GIVEN EXERCISE 1
List every social issue that the blog post on the us-versus-them mentality names as one illuminated by the parable of the sheep and the goats.
GIVEN EXERCISE 2
In the blog post on the us-versus-them mentality, who translated Martin Buber's I and Thou?
GIVEN EXERCISE 3
Quote the blog post on the us-versus-them mentality from "The more I learn" up to and including "bound to triumph.".

EXTRACT
Last month I wrote a blog post highlighting my alma mater’s most heated sports rivalry and my part in it, and related the mindset that feeds rivalries like it to some of the violent conflicts occurring right now around the world. It might have been more appropriate to save that discussion for now since college basketball’s “March Madness” has already unofficially begun, but I wasn’t thinking that far ahead. (Incidentally, my wife likes to say this time of year is called “March Madness,” because it drives everyone around fans like me crazy.)
Anyway, for this brief blog post I’ve chosen as a starting point the work of Walter Kaufmann who translated the classic I and Thou by Jewish philosopher Martin Buber. Buber wrote about the difference between individuals and societies who perpetuate an “us” versus “them” mentality in their relationship to others, and those who follow the more humanizing and God-honoring “I-You” way of relating to others. In his introduction to Buber’s work, Kaufmann provided an incisive summary statement of the Us-versus-Them mentality.
“Every social problem can be analyzed without much study: all one has to look for are the sheep and the goats.” (Walter Kaufmann, from I and You: A Prologue to Buber’s I and Thou)
Choose a social issue, whether racism, homelessness, the growing divide between the economically rich and the economically poor, people in the midst of armed conflict, intra- and inter-religious sniping, you name it, and it is illuminated by Kaufmann’s sweeping appropriation of the biblical parable of the sheep and the goats.
The more I learn about today’s social problems, including ones in my own community, the more I agree with Kaufmann. The story of need begins and ends with the sheep and the goats. The sheep are the chosen, the blessed, the ones who are “in,” and the goats are the rejected, the cursed, the ones who are “out.”
“There is room for anger and contempt and boundless hope; for the sheep are bound to triumph.

RECORD SET
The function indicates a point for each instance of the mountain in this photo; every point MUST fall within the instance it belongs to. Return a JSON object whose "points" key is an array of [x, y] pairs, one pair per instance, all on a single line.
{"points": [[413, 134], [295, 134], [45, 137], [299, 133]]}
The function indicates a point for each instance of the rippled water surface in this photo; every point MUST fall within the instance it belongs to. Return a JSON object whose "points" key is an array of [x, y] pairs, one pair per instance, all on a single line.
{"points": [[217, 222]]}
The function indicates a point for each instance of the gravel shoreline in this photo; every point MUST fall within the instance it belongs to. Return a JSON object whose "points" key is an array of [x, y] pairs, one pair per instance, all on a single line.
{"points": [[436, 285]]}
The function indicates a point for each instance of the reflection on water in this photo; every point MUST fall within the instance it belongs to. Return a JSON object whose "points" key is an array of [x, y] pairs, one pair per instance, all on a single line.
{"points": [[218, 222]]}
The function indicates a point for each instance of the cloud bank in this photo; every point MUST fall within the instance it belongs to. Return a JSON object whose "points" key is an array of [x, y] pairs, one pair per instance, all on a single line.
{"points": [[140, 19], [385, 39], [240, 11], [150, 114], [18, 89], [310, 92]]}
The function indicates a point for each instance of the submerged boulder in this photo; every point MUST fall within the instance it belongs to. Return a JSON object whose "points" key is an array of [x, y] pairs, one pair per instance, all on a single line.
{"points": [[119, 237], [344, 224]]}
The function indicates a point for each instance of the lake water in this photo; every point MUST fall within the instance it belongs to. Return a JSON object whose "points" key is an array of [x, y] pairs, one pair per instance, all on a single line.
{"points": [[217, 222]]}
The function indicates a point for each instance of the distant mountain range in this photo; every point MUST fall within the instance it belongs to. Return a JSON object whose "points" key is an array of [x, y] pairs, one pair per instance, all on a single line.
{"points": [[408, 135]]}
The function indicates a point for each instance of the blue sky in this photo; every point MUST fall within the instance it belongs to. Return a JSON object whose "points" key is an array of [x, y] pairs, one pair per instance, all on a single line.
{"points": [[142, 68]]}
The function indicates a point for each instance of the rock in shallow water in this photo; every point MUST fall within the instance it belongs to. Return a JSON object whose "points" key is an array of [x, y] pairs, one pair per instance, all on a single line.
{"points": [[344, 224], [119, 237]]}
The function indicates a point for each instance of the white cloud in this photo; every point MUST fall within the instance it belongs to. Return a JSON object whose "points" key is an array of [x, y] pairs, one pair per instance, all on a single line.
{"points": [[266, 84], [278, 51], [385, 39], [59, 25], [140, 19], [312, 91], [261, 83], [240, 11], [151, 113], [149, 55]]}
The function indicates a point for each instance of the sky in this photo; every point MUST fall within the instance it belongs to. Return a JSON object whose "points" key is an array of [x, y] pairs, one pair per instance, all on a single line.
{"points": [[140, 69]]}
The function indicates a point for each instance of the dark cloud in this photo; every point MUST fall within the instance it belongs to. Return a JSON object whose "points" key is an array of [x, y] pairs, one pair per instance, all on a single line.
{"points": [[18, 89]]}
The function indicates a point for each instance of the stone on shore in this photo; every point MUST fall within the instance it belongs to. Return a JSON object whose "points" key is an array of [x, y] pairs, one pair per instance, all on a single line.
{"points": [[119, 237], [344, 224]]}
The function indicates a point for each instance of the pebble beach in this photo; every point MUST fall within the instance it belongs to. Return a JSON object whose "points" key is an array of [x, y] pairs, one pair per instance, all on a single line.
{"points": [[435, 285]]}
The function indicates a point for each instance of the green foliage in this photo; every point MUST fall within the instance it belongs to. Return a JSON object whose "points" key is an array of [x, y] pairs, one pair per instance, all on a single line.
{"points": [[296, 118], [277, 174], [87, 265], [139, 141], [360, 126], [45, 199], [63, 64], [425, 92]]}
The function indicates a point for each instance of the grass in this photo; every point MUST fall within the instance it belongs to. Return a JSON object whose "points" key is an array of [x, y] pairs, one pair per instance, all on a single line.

COMPLETE OUTPUT 1
- Racism
- Homelessness
- The growing divide between the economically rich and the economically poor
- People in the midst of armed conflict
- Intra- and inter-religious sniping

COMPLETE OUTPUT 2
Walter Kaufmann.

COMPLETE OUTPUT 3
The more I learn about today’s social problems, including ones in my own community, the more I agree with Kaufmann. The story of need begins and ends with the sheep and the goats. The sheep are the chosen, the blessed, the ones who are “in,” and the goats are the rejected, the cursed, the ones who are “out.”
“There is room for anger and contempt and boundless hope; for the sheep are bound to triumph.